● **Exercise objective**: Copy out the listing exactly.

● **Data for review**:
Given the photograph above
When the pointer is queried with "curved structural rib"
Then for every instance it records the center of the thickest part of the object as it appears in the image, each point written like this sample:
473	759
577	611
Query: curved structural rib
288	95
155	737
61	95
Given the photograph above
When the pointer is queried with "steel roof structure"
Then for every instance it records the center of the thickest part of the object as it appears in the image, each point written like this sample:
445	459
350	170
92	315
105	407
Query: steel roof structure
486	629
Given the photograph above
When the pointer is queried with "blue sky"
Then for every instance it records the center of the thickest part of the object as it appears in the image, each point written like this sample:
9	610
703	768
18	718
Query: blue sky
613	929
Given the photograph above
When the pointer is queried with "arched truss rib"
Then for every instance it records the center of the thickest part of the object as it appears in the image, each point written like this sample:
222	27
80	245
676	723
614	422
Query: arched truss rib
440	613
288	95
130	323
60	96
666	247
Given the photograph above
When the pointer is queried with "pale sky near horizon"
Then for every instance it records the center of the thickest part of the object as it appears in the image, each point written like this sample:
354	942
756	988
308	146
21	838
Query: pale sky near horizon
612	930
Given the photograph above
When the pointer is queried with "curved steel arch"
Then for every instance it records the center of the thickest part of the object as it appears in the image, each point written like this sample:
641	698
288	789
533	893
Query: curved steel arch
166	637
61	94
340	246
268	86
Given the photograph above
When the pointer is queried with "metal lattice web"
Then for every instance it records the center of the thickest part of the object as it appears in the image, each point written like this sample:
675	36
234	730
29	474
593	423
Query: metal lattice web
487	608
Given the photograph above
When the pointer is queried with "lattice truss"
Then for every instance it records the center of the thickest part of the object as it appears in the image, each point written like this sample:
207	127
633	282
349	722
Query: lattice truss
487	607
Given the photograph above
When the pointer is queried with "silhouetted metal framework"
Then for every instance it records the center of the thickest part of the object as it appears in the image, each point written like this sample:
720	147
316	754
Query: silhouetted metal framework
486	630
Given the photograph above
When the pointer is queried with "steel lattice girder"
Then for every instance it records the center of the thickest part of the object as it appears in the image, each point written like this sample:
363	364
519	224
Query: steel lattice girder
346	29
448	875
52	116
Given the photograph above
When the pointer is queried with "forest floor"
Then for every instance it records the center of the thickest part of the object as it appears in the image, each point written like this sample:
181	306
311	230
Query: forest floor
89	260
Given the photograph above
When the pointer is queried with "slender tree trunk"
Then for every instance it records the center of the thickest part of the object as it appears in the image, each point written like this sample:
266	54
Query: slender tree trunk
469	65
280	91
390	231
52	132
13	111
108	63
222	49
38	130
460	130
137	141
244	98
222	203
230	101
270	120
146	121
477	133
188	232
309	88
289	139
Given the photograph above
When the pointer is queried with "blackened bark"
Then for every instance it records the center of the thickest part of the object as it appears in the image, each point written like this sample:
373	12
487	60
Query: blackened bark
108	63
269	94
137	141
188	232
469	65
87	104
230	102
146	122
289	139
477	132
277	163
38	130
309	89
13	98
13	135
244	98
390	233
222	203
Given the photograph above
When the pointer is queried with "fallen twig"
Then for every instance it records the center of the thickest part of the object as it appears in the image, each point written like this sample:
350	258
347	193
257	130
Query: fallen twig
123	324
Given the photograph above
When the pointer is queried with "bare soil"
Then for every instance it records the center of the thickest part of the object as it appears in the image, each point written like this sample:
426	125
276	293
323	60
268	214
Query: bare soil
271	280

● **Solved exercise**:
Given the photograph above
When the pointer is queried with "curved structural rib"
Then for every instance it records the center of the thickest part of the object as it appears in the image, each point written like this sample:
473	759
577	611
Query: curved structural rib
288	95
155	737
61	95
Given the photograph above
When the pointer is queried with "steel roof structure"
Then for every instance it records the center of the thickest part of the object as it appears in the image, each point written like this sample:
445	459
350	170
92	315
105	407
Query: steel roof structure
486	629
Given the photograph above
When the pointer is queried with "blue sky"
Then for every instance it records the center of the thickest part of the object as it appears in the image, each point written like this sample:
9	610
703	768
18	718
Query: blue sky
613	929
Given the photograph above
When the pointer is queried with "arched truss rib"
Then for every instance it records the center of the thickest part of the object as it appears in the image, each point written like this sample:
222	27
80	245
676	723
614	422
Query: arched truss rib
440	613
288	95
130	323
60	96
666	247
Given the photograph above
When the pointer is queried with "pale sky near horizon"
Then for every instance it records the center of the thickest part of the object as it appears in the image, each point written like this sample:
354	942
756	988
308	146
21	838
Query: pale sky near horizon
612	930
Given the photograph above
When the pointer is queried with "curved steel arch"
Then for every instance it records the center of the thickest part of the object as it appears in the image, each point written like this sample:
641	698
288	789
533	893
Query: curved steel arch
166	637
61	94
340	246
268	86
Given the photograph above
When the pointer is queried with "metal lattice web"
Then for every instance it records the center of the thickest part of the object as it appears in the image, each point written like this sample:
675	36
234	730
29	474
593	423
Query: metal lattice web
487	608
Given the photograph above
When the pointer is queried with "lattice truss"
Then for every instance it records the center of the thickest part of the object as it appears in the image, each point written like this sample:
207	127
633	282
349	722
Query: lattice truss
487	607
Given the photograph above
When the pointer is queried with "silhouetted metal framework"
Then for every instance it records the center of the thickest part of the object as it appears in the image, each point written like this sample:
720	147
316	754
Query: silhouetted metal framework
486	630
Given the photograph above
When the pointer is queried with "steel lattice girder"
Then for every instance it records the center of the thickest part of the object as it appears in the image, each point written like this sample:
363	364
519	224
Query: steel lattice girder
346	29
448	875
52	116
Given the photograph above
When the pointer is queried with "forest floor"
Then for every instance it records the center of the thickest part of the object as it appears in the image, each point written like this sample:
181	306
311	230
Query: forest floor
89	260
Given the photograph above
When the pointer is queried with "slender tree trunk"
Then for every instance it records the center of the thickest part of the object as it appears in the image, each point written like this sample:
266	54
Query: slender tree trunk
469	65
280	91
390	231
52	132
13	111
108	63
222	49
38	130
460	130
137	141
244	98
222	203
230	101
270	120
146	121
477	133
188	232
309	88
289	139
Given the photograph above
When the pointer is queried with "blackened bark"
Then for every instance it records the center of the thickest part of the object as it appears in the image, each point written like this sample:
373	12
487	60
Query: blackened bark
108	63
269	94
137	141
188	232
469	65
87	104
230	102
146	122
289	139
477	132
277	163
38	130
309	89
13	98
13	135
244	98
390	233
222	203
Given the photograph above
When the pointer is queried with "fallen twig"
Then for every instance it records the center of the thickest part of the object as it appears in the image, each point written like this sample:
350	258
347	193
257	130
Query: fallen twig
123	324
Given the photograph above
When the pointer is queried with "bare soil"
Then for every instance it records the center of the thickest part of the object as it appears in the image, each point written like this sample:
426	125
276	293
323	60
268	214
Query: bare soil
271	280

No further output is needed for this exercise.